- _Records provided_
****

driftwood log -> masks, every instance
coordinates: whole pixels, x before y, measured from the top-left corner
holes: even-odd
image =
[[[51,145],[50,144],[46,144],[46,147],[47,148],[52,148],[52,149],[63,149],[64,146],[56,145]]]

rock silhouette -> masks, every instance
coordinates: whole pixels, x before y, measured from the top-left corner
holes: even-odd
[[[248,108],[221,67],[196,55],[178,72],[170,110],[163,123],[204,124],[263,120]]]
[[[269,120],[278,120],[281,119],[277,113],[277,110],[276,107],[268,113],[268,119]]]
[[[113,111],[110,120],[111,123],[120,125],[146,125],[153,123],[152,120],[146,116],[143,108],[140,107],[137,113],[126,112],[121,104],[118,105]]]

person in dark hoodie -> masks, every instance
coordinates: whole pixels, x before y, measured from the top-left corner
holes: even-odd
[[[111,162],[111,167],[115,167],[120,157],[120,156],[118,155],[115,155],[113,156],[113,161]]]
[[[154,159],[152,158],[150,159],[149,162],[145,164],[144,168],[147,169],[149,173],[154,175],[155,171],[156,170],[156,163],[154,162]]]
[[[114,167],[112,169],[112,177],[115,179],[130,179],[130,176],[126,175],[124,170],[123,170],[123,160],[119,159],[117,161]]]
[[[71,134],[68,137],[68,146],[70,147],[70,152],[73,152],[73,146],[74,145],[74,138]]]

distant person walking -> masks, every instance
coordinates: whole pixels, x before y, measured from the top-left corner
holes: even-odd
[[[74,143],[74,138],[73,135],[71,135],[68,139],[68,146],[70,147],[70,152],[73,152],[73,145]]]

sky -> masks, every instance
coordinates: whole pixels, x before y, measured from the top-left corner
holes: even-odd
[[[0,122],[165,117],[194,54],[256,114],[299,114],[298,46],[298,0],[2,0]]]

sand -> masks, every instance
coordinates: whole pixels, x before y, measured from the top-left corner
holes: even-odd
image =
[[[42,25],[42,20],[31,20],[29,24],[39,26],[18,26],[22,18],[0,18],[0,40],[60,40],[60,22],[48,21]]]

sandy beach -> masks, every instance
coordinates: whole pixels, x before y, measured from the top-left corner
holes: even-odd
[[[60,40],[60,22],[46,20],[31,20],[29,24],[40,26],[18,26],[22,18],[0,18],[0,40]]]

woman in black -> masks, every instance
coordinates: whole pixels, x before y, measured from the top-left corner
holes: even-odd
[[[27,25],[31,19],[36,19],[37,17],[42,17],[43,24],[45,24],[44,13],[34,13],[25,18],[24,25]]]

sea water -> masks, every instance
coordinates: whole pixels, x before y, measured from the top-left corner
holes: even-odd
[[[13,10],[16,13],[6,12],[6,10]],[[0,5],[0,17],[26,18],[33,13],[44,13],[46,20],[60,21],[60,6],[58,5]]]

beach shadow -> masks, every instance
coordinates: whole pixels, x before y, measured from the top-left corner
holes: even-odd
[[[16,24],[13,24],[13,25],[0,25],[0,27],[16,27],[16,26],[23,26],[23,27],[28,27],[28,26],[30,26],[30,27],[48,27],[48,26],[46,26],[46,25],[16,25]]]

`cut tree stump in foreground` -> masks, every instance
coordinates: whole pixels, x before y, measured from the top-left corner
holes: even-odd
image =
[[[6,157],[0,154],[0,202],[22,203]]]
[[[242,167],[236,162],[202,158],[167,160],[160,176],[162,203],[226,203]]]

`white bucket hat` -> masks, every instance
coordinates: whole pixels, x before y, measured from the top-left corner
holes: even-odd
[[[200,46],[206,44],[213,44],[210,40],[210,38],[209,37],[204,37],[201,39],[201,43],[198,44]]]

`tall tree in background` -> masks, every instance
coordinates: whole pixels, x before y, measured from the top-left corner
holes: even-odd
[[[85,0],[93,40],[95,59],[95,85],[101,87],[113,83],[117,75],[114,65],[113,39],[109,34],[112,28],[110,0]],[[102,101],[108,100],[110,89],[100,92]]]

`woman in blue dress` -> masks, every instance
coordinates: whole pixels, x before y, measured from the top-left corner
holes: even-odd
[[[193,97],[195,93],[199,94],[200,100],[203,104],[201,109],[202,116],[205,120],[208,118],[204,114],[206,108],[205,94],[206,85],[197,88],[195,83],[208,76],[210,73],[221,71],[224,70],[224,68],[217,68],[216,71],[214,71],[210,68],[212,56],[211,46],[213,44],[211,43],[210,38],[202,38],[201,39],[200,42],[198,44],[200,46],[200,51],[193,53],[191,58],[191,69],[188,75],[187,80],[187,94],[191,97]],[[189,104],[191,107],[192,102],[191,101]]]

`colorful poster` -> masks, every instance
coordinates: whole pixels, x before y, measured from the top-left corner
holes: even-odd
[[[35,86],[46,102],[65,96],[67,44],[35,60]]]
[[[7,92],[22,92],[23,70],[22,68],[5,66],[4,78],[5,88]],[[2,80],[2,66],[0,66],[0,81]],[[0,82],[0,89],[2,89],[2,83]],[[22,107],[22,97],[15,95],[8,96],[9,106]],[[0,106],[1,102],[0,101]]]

****

Repeat the material from above exactly, word for word.

driftwood log -> masks, every instance
coordinates: whole pixels, x before y, measured from the top-left corner
holes: even-odd
image =
[[[51,145],[50,144],[46,144],[46,147],[47,148],[52,148],[52,149],[63,149],[64,146],[56,145]]]

rock silhouette -> masks, every instance
coordinates: whole pixels, x before y, measured from the top-left corner
holes: even-odd
[[[248,108],[221,67],[196,55],[178,72],[170,110],[163,123],[204,124],[263,120]]]
[[[269,120],[278,120],[281,119],[277,113],[277,110],[276,107],[268,113],[268,119]]]
[[[113,111],[110,120],[111,123],[120,125],[146,125],[153,123],[152,120],[146,116],[143,108],[140,107],[137,113],[126,112],[121,104],[118,105]]]

person in dark hoodie -> masks, every instance
coordinates: whole pixels, x before y, measured from the top-left corner
holes: even-odd
[[[111,162],[111,167],[115,167],[120,157],[120,156],[118,155],[115,155],[113,156],[113,161]]]
[[[154,159],[152,158],[150,159],[149,162],[145,164],[144,168],[147,169],[149,173],[154,175],[155,171],[156,170],[156,163],[154,162]]]
[[[114,167],[112,169],[112,177],[115,179],[130,179],[130,176],[126,175],[124,170],[123,170],[123,160],[119,159],[117,161]]]
[[[71,134],[68,137],[68,146],[70,147],[70,152],[73,152],[73,146],[74,145],[74,138]]]

distant person walking -> masks, every instance
coordinates: whole pixels, x before y, measured from the top-left corner
holes: even-odd
[[[74,143],[74,138],[73,135],[71,135],[68,139],[68,146],[70,147],[70,152],[73,152],[73,145]]]

sky -> masks, every instance
coordinates: whole pixels, x before y, measured from the top-left corner
holes: even-odd
[[[0,122],[165,117],[194,54],[256,114],[299,114],[298,46],[298,0],[2,0]]]

sand -> masks, every instance
coordinates: whole pixels, x before y, measured from the top-left corner
holes: even-odd
image =
[[[42,25],[42,20],[31,20],[29,24],[39,26],[18,26],[22,18],[0,18],[0,40],[60,40],[60,22],[48,21]]]

sandy beach -> masks, every instance
coordinates: whole pixels, x before y, measured from the top-left corner
holes: even-odd
[[[60,40],[60,22],[46,20],[31,20],[29,24],[40,26],[18,26],[22,18],[0,18],[0,40]]]

woman in black -> masks, every instance
coordinates: whole pixels, x before y, measured from the top-left corner
holes: even-odd
[[[27,25],[31,19],[36,19],[37,17],[42,17],[43,24],[45,24],[44,13],[34,13],[25,18],[24,25]]]

sea water -> masks, every instance
coordinates: whole pixels, x before y, measured from the top-left corner
holes: even-odd
[[[13,10],[16,13],[6,12],[6,10]],[[0,5],[0,17],[26,18],[33,13],[44,13],[46,20],[60,21],[60,6],[58,5]]]

beach shadow -> masks, every instance
coordinates: whole pixels, x before y, measured from the top-left corner
holes: even-odd
[[[16,24],[13,24],[13,25],[0,25],[0,27],[16,27],[16,26],[23,26],[23,27],[28,27],[28,26],[30,26],[30,27],[48,27],[48,26],[46,26],[46,25],[16,25]]]

`cut tree stump in foreground` -> masks, every instance
coordinates: whole pixels, x before y, measured from the top-left corner
holes: even-odd
image =
[[[6,157],[0,154],[0,202],[22,203]]]
[[[242,167],[236,162],[202,158],[167,160],[160,176],[162,203],[226,203]]]

`white bucket hat` -> masks, every instance
coordinates: whole pixels, x before y, measured from the top-left corner
holes: even-odd
[[[200,46],[206,44],[213,44],[210,40],[210,38],[209,37],[204,37],[201,39],[201,43],[198,44]]]

`tall tree in background` -> masks, every instance
coordinates: whole pixels, x before y, measured from the top-left corner
holes: even-odd
[[[85,0],[93,40],[95,59],[95,85],[101,87],[113,83],[117,75],[114,65],[113,39],[109,34],[112,28],[110,0]],[[102,101],[108,100],[110,89],[100,92]]]

`woman in blue dress` -> masks, every instance
coordinates: whole pixels, x before y, measured from the top-left corner
holes: even-odd
[[[193,97],[195,93],[199,94],[200,100],[203,104],[201,109],[202,116],[205,120],[208,118],[204,114],[206,108],[205,94],[206,85],[197,88],[195,83],[208,76],[210,73],[221,71],[224,70],[224,68],[217,68],[216,71],[214,71],[210,68],[212,56],[211,46],[213,44],[211,43],[210,38],[202,38],[201,39],[200,42],[198,44],[200,46],[200,51],[193,53],[191,58],[191,69],[188,75],[187,80],[187,94],[191,97]],[[189,104],[191,107],[192,102],[191,101]]]

`colorful poster` -> masks, every instance
coordinates: whole pixels, x before y, measured from the top-left corner
holes: even-odd
[[[35,86],[46,102],[65,96],[67,44],[35,60]]]
[[[7,92],[22,92],[23,70],[22,68],[5,66],[4,78],[5,88]],[[2,80],[2,66],[0,66],[0,81]],[[0,82],[0,89],[2,89],[2,83]],[[22,107],[22,97],[15,95],[8,96],[9,106]],[[0,106],[1,102],[0,101]]]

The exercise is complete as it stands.